Extract the revolver passage below and reproduce it in full, word for word.
— START OF SOURCE EXTRACT —
The gun used the large N frame and it was a highly polished work of art. Later S&W introduced the lower priced, less polished Model 28. This was my first handgun.  Like a fool, I traded it away.

In 1955, the N frame was used again to introduce the new .44 Magnum cartridge and the Model 29 revolver. This might well be the best-known modern revolver, due in great part to Clint Eastwood using it in his “Dirty Harry” movies.

There was a time when every serious handgun shooter had one or both of these guns. I can remember the early days of IHMSA competition when 75 percent of new shooters showed up with a Model 29. Gun writer Elmer Keith had a big hand in developing both cartridges. He made the .44 Magnum famous well before Clint ever picked one up. His story of hitting a wounded mule deer at 600 yards with his .44 magnum is legend.

The N frame, .357 Magnum and later .44 Magnum, revolvers are likely responsible more than any other firearm for launching the sport of handgun hunting. They can each kill a deer cleanly and the .44 Magnum is capable of taking down some of the biggest game in the world.

5. Nagant M1895 Revolver

The Nagant revolver.
— END OF SOURCE EXTRACT —
— START OF LISTED RECORDS —
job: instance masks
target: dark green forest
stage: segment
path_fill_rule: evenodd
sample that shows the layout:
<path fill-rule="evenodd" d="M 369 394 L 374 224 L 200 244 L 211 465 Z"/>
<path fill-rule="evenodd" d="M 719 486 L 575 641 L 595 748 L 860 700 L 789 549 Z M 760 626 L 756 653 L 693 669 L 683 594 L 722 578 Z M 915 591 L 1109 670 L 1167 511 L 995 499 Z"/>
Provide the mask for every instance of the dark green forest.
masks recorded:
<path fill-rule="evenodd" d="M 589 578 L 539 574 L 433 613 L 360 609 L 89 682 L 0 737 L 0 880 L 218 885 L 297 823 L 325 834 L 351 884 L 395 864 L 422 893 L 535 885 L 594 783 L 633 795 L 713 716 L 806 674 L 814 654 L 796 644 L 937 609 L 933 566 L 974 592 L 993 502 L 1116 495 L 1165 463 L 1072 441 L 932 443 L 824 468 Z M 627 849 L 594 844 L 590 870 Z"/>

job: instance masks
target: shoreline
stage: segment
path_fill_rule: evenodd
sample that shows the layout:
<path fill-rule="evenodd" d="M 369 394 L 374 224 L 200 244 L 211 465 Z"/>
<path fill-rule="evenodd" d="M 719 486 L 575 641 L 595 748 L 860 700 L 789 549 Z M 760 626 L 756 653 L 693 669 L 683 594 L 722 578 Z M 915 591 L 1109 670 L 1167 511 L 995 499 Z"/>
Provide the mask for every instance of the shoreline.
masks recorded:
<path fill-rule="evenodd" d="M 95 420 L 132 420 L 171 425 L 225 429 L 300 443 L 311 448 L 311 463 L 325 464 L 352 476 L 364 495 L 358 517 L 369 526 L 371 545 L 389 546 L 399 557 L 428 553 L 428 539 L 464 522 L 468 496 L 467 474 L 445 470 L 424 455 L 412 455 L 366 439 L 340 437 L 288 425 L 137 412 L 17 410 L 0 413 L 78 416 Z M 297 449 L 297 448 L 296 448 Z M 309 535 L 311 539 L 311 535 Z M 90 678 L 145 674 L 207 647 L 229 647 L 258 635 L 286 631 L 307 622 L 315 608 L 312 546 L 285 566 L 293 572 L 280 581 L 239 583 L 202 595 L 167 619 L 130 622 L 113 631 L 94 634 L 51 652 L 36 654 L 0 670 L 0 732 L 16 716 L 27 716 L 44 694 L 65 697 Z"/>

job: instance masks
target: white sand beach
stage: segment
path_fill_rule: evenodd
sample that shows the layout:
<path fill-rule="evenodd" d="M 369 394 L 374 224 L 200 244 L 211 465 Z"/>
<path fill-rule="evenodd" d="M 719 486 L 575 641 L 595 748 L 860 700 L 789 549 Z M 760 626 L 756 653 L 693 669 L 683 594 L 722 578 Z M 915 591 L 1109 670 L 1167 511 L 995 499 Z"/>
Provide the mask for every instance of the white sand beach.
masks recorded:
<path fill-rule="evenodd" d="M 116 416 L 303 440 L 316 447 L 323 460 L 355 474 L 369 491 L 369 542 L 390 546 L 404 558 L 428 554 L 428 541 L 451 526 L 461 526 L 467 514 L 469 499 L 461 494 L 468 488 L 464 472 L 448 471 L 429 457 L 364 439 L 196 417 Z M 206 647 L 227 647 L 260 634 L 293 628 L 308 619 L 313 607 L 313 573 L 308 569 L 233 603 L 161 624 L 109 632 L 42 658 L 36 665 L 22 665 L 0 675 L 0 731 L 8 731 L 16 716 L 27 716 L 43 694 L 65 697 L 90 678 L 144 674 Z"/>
— END OF LISTED RECORDS —
▶ **EXERCISE RESULT**:
The gun used the large N frame and it was a highly polished work of art. Later S&W introduced the lower priced, less polished Model 28. This was my first handgun.  Like a fool, I traded it away.

In 1955, the N frame was used again to introduce the new .44 Magnum cartridge and the Model 29 revolver. This might well be the best-known modern revolver, due in great part to Clint Eastwood using it in his “Dirty Harry” movies.

There was a time when every serious handgun shooter had one or both of these guns. I can remember the early days of IHMSA competition when 75 percent of new shooters showed up with a Model 29. Gun writer Elmer Keith had a big hand in developing both cartridges. He made the .44 Magnum famous well before Clint ever picked one up. His story of hitting a wounded mule deer at 600 yards with his .44 magnum is legend.

The N frame, .357 Magnum and later .44 Magnum, revolvers are likely responsible more than any other firearm for launching the sport of handgun hunting. They can each kill a deer cleanly and the .44 Magnum is capable of taking down some of the biggest game in the world.

5. Nagant M1895 Revolver

The Nagant revolver.